**TEXTO**
:::::
O estudo revela que o acúmulo de contaminantes, arsênio e resíduos de fármacos no ambiente seleciona bactérias adaptadas a sobreviver em ambientes adversos. Apesar disso, ainda faltam pesquisas para avaliar a colonização bacteriana em humanos – por isso o monitoramento é tão importante. “O quão grande é esse risco é impossível dizer, porque não monitoramos e não temos dados temporais”, lamenta Barbieri ao explicar sobre a falta de recursos investidos. A fragilidade do monitoramento de superbactérias no Brasil é grande, quadro agravado em se tratando do ambiente marítimo, conforme o pesquisador.
“A introdução da Citrobacter na cadeia alimentar pode ter consequências graves, especialmente se considerarmos a conjuntura de multirresistência”, disse Edison Barbieri.
O risco destacado pelo pesquisador é maior nas pessoas que são imunocomprometidas, idosos e crianças. Para o especialista, o primeiro passo para fomentar o monitoramento é saber a situação atual em todo o País, onde se consome o animal, onde se produz, e a situação das bactérias resistentes no ambiente. Quando uma pessoa infectada chega ao hospital é muito difícil saber se isso ocorreu pelo consumo de alguma coisa, pelo contato com um familiar ou por um animal de estimação, como um cachorro, o que reforça o ponto de Barbieri.
:::::
**PROBLEMAS A RESOLVER**
1: Reproduza sem alterações o trecho do texto sobre superbactérias que vai de "O estudo revela" a "conforme o pesquisador.".
2: Segundo o texto sobre superbactérias, em que grupos de pessoas o risco destacado pelo pesquisador é maior?
O material abaixo não tem relação com o texto.

**MATERIAL FORNECIDO**
:::::
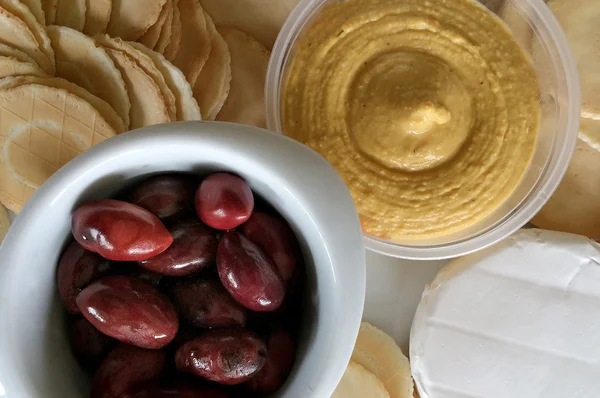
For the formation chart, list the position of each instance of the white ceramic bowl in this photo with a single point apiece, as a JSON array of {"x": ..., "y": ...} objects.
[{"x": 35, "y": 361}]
:::::
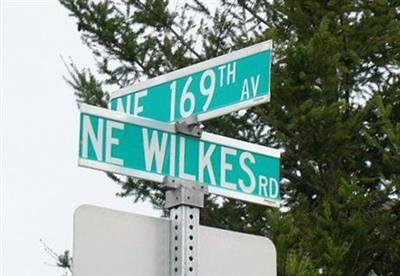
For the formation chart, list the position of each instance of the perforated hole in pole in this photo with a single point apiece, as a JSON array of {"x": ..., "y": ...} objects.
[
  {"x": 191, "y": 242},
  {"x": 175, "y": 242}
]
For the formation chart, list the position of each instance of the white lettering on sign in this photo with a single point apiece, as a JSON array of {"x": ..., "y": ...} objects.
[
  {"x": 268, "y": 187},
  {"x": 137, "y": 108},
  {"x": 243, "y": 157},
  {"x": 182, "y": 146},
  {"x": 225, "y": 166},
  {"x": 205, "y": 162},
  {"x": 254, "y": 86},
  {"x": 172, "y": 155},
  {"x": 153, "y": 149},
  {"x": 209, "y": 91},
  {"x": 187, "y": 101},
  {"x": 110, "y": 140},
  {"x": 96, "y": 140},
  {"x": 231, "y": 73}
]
:::::
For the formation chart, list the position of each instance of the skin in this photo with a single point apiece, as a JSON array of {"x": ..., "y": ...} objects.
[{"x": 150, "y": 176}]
:::::
**LISTA DE SOLUÇÕES**
1:
O estudo revela que o acúmulo de contaminantes, arsênio e resíduos de fármacos no ambiente seleciona bactérias adaptadas a sobreviver em ambientes adversos. Apesar disso, ainda faltam pesquisas para avaliar a colonização bacteriana em humanos – por isso o monitoramento é tão importante. “O quão grande é esse risco é impossível dizer, porque não monitoramos e não temos dados temporais”, lamenta Barbieri ao explicar sobre a falta de recursos investidos. A fragilidade do monitoramento de superbactérias no Brasil é grande, quadro agravado em se tratando do ambiente marítimo, conforme o pesquisador.

2: Nas pessoas imunocomprometidas, nos idosos e nas crianças.